Current evidence does not support the use of vitamin D supplements to prevent disease, a study published in BMJ has concluded.

Researchers from the University of Auckland, New Zealand and the University of Aberdeen, Scotland found that there is a lot of uncertainty surrounding the benefits of the supplementation.

They wrote that patients without a high risk of deficiency should obtain their vitamin D from a healthy diet and regular short bursts of sunshine and should not be offered supplements.

The study comes after Public Health England (PHE) advised that everyone should consider a 10μg daily vitamin D supplement during the autumn and winter months.

However, the study concluded that patients at high risk of deficiency should only be given a low dosage of the vitamin on an individual basis and equally encouraged to boost their stores through diet and sun exposure, they said.

More than 30-50% of older people in some Western countries take vitamin D supplements, according to the study.

Based on a comprehensive search of published evidence, the new study make the case that existing clinical trials show that vitamin D supplements do not improve musculoskeletal outcomes, such as falls or fractures.

They also say there is no high quality evidence to suggest that vitamin D supplementation is beneficial for other conditions such as heart disease, stroke, and some cancers.

The only benefits to vitamin D supplementation are most likely to be seen in severely deficient populations, they said.

It added: ’Otherwise we conclude that current evidence does not support the use of vitamin D supplementation to prevent disease.’

Writing elsewhere in the BMJ, Professor Tim Spector, professor of genetic epidemiology at King’s College London, said: ’We have a strange love affair with vitamin supplements that makes the recent UK government message that everyone should take vitamin D in winter an easy sell. But is this recommendation evidence based?

’With a fifth of the population reported to have low levels is this a real modern epidemic or a pseudo-disease? Will tablets cure us or prevent problems and, importantly, are they completely safe?’
* * *
#### Parts of the exercise
a: Answer these questions from the vitamin D article:
(i) Which two universities did the researchers come from?
(ii) What daily supplement amount did Public Health England advise everyone to consider, and for which months?
(iii) At which institution is Tim Spector a professor, and of what subject?
b: Please extract the part of the vitamin D article starting with "The study comes" and going on through "and some cancers.".
None of these rows affect the work on the text.

#### Natural language descriptions of regions
* * *
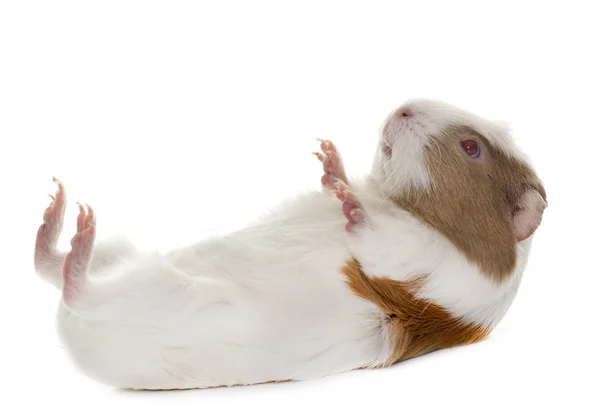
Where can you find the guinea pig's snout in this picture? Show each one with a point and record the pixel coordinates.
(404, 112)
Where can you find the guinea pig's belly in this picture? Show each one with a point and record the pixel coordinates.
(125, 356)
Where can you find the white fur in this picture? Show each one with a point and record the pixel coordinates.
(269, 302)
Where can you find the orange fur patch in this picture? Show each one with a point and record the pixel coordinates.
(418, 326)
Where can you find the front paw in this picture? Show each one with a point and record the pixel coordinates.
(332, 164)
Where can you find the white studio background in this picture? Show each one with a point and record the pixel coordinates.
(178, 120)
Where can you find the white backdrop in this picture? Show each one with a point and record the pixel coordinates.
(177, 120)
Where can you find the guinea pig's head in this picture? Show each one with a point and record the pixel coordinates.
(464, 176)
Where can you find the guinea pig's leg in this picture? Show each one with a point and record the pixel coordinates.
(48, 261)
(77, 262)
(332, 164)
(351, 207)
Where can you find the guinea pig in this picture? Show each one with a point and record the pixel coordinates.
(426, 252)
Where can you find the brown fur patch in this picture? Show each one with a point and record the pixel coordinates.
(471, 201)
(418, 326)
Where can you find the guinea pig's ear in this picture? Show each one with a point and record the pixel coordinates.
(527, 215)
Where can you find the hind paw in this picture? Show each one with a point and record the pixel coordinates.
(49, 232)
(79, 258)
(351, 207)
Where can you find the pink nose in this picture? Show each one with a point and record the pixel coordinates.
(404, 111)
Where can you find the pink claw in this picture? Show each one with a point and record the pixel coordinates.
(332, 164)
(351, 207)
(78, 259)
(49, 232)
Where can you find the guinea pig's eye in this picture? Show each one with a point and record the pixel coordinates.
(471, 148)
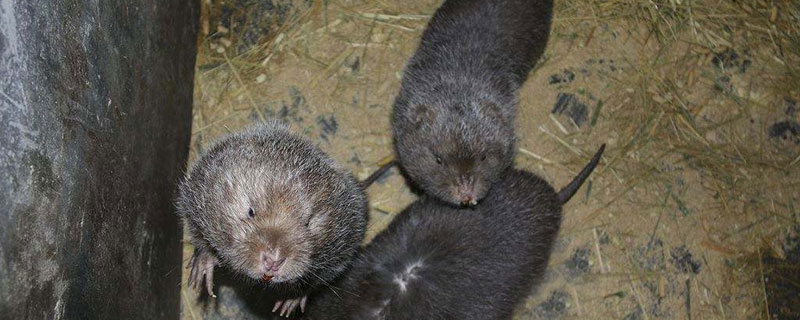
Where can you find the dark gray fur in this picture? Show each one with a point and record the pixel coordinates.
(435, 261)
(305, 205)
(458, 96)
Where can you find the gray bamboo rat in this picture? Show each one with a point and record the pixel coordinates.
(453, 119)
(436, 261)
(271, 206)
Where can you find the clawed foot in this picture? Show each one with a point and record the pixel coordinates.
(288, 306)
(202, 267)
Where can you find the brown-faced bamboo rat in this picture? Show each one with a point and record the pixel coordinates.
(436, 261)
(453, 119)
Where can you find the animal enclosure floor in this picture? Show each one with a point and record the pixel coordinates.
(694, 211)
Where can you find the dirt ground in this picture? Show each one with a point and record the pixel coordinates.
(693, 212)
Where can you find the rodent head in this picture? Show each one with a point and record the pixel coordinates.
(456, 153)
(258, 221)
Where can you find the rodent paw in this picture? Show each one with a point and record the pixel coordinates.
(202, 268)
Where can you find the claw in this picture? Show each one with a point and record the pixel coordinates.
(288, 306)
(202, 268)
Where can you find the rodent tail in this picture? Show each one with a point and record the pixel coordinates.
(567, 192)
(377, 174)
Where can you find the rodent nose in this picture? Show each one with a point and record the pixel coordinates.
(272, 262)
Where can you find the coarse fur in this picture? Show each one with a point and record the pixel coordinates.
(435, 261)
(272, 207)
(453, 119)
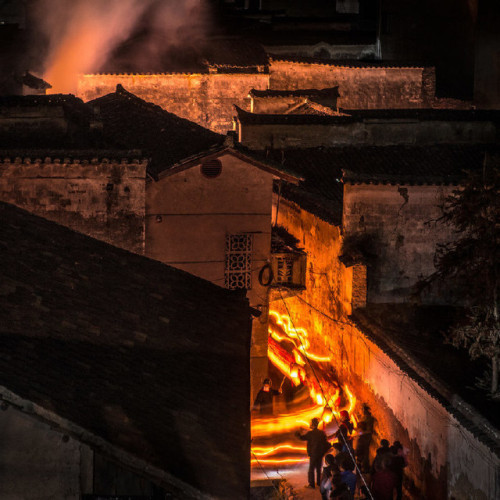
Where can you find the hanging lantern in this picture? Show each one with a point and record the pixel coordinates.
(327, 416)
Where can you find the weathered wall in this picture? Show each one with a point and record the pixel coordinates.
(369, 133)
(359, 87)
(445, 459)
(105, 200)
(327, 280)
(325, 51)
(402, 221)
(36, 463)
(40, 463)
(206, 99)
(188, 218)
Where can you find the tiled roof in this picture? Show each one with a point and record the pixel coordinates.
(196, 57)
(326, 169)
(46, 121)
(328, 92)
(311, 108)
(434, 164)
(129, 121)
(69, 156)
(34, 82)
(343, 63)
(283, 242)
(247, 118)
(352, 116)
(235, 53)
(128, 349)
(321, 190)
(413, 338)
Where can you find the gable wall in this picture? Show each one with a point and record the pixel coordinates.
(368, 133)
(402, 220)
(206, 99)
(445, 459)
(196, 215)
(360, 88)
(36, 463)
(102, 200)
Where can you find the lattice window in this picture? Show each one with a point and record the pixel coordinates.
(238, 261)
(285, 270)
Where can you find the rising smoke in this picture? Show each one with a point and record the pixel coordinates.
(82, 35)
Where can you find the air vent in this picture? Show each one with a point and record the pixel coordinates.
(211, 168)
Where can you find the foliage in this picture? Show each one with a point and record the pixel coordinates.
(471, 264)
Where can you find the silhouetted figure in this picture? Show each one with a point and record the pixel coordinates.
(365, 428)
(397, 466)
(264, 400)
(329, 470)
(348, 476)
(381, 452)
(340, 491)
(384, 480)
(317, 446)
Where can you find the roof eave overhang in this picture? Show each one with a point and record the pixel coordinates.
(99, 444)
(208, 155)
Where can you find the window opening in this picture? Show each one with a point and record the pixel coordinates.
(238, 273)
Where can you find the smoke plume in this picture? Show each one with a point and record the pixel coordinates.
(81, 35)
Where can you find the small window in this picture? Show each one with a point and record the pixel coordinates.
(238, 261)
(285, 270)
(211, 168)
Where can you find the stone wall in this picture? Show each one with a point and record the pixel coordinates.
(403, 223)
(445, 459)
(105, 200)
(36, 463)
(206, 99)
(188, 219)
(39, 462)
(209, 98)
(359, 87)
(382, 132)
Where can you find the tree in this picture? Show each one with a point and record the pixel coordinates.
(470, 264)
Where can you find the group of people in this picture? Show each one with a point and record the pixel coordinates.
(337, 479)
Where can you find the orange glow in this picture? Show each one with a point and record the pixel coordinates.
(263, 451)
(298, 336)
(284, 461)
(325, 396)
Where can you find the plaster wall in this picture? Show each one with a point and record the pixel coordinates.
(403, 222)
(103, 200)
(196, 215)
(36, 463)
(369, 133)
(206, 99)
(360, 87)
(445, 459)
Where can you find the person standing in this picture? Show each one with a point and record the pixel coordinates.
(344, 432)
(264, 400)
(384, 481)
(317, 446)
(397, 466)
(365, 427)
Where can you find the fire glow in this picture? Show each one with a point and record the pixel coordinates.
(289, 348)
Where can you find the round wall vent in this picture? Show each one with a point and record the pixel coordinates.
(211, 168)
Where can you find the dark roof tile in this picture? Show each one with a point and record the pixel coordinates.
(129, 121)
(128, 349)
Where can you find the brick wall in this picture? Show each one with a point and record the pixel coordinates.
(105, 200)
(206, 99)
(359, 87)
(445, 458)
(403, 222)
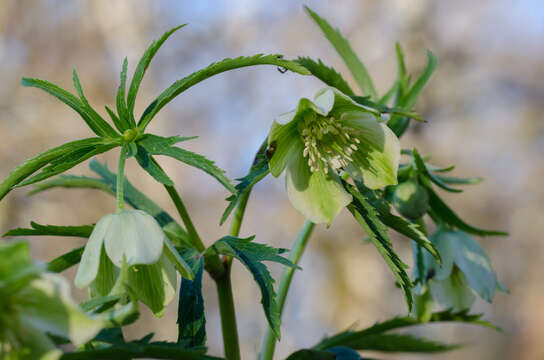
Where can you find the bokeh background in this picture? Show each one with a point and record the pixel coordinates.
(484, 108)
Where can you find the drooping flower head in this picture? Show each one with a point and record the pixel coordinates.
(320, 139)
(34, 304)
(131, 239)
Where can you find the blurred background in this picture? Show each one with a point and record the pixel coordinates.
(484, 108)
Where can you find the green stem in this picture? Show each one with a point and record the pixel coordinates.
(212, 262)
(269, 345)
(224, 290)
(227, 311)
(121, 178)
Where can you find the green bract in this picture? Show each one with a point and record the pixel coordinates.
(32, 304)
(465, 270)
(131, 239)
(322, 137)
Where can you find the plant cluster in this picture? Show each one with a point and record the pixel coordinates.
* * *
#### Your written answers
a:
(i) The University of Auckland, New Zealand, and the University of Aberdeen, Scotland.
(ii) 10μg a day, during the autumn and winter months.
(iii) King's College London, where he is professor of genetic epidemiology.

b:
The study comes after Public Health England (PHE) advised that everyone should consider a 10μg daily vitamin D supplement during the autumn and winter months.

However, the study concluded that patients at high risk of deficiency should only be given a low dosage of the vitamin on an individual basis and equally encouraged to boost their stores through diet and sun exposure, they said.

More than 30-50% of older people in some Western countries take vitamin D supplements, according to the study.

Based on a comprehensive search of published evidence, the new study make the case that existing clinical trials show that vitamin D supplements do not improve musculoskeletal outcomes, such as falls or fractures.

They also say there is no high quality evidence to suggest that vitamin D supplementation is beneficial for other conditions such as heart disease, stroke, and some cancers.